* BEGIN *

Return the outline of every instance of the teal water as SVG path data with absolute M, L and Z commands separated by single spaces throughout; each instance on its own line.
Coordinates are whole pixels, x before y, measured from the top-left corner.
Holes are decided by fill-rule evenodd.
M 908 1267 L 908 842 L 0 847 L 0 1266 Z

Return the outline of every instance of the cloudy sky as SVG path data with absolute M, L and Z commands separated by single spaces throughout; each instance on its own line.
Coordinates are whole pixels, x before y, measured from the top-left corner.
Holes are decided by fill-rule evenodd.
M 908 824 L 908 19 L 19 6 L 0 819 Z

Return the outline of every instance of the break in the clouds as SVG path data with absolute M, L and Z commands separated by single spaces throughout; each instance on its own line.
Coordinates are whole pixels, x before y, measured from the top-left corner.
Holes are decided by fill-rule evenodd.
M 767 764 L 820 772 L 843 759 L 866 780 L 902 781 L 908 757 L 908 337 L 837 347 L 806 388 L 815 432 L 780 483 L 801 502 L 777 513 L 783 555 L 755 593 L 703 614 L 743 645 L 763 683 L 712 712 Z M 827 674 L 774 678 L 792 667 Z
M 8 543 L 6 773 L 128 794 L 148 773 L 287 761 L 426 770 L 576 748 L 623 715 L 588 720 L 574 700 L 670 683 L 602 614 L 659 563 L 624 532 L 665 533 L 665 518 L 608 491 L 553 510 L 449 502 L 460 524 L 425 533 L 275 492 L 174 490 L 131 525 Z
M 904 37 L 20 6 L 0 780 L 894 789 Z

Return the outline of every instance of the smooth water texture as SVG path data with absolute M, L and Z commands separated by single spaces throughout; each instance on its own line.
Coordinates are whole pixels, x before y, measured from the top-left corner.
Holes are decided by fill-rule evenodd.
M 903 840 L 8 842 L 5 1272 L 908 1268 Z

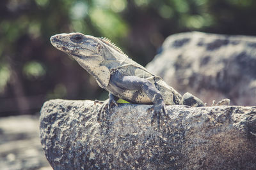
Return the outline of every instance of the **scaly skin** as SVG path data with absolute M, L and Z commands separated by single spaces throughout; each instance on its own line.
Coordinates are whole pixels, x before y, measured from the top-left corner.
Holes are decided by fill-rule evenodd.
M 131 103 L 153 104 L 152 122 L 157 117 L 159 125 L 160 116 L 168 115 L 166 105 L 204 106 L 200 99 L 189 93 L 182 98 L 160 77 L 129 59 L 108 39 L 70 33 L 53 36 L 51 42 L 74 59 L 109 92 L 108 109 L 118 106 L 118 98 Z

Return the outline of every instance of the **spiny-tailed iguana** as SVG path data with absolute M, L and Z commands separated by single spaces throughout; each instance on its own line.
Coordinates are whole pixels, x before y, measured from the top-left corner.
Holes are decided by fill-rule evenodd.
M 108 108 L 117 106 L 120 98 L 132 103 L 154 104 L 152 121 L 157 116 L 158 124 L 166 105 L 203 106 L 203 102 L 190 93 L 183 97 L 159 76 L 129 59 L 108 39 L 81 33 L 60 34 L 51 38 L 57 49 L 74 59 L 109 92 Z

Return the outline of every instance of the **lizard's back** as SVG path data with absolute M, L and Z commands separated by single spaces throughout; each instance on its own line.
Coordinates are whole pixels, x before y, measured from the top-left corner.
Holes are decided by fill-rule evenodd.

* END *

§ **Goal**
Rewrite the entries above as a numbered list of their lines, skipping blank lines. Leave the picture out.

§ **Response**
1. Return the outline of every instance of the teal water as SVG path data with absolute M, L and Z commands separated by single spaces throughout; each instance on its own line.
2. Coordinates are whole pixels, x before y, measured from the top-left corner.
3. Holes are decided by fill-rule evenodd.
4. M 908 1267 L 908 842 L 0 847 L 0 1266 Z
5. Return the outline of every instance of the cloudy sky as SVG path data with absolute M, L and Z commands separated by single spaces throughout; each instance on its own line.
6. Coordinates are whole pixels, x before y, measured from the top-left corner.
7. Holes are decided by fill-rule evenodd.
8. M 908 824 L 908 19 L 19 6 L 0 819 Z
9. Return the outline of every instance of the break in the clouds as SVG path data with absolute M, L and Z commands separated by single spaces throughout; each instance on its own line.
10. Coordinates are whole pixels, x before y, measured from the top-left corner.
11. Holes are decided by fill-rule evenodd.
12. M 767 764 L 820 772 L 843 759 L 866 780 L 902 781 L 908 757 L 908 337 L 837 347 L 806 388 L 815 432 L 780 483 L 801 502 L 777 513 L 783 555 L 755 593 L 703 614 L 743 645 L 763 683 L 712 712 Z M 827 674 L 774 678 L 792 667 Z
13. M 8 543 L 6 773 L 128 794 L 148 773 L 287 761 L 426 770 L 576 748 L 623 715 L 588 720 L 574 700 L 670 683 L 602 614 L 659 563 L 624 532 L 665 533 L 665 518 L 608 491 L 553 510 L 449 502 L 460 524 L 425 533 L 275 492 L 174 490 L 131 525 Z
14. M 904 37 L 20 6 L 0 780 L 894 789 Z
15. Return the outline of every instance of the smooth water texture as SVG path data with absolute M, L and Z commands separated by single spaces throughout; each instance on its own line.
16. Coordinates are whole pixels, x before y, measured from the top-left corner.
17. Holes are decided by fill-rule evenodd.
18. M 903 840 L 8 842 L 5 1272 L 908 1268 Z
19. Return the outline of every instance of the **scaly skin** as SVG path data with absolute M, L and Z commands separated by single spaces throughout; each instance on its own line.
20. Coordinates are whole pixels, x before y, measured from the top-left corner.
21. Holes are decided by fill-rule evenodd.
22. M 131 103 L 153 104 L 152 122 L 157 117 L 159 125 L 160 116 L 168 115 L 166 105 L 204 106 L 200 99 L 189 93 L 182 98 L 160 77 L 129 59 L 108 39 L 70 33 L 53 36 L 51 42 L 74 59 L 109 92 L 108 109 L 118 106 L 118 98 Z
23. Return the outline of every instance of the **spiny-tailed iguana** as SVG path data with absolute M, L and Z commands separated by single spaces throughout; each instance on its own line.
24. Coordinates are whole pixels, x before y, measured from the top-left corner.
25. Holes are decided by fill-rule evenodd.
26. M 108 108 L 117 106 L 120 98 L 132 103 L 154 104 L 152 121 L 157 116 L 158 124 L 166 105 L 203 106 L 203 102 L 190 93 L 183 97 L 159 76 L 129 59 L 108 39 L 81 33 L 60 34 L 51 38 L 57 49 L 74 59 L 109 92 Z
27. Return the outline of every instance of the **lizard's back** as SVG path data with absolute M, L and Z commands separated by single spaces throughout; each instance on its own line.
28. Coordinates are whole pixels, x before y, measured from the top-left corner.
29. Holes are decided by fill-rule evenodd.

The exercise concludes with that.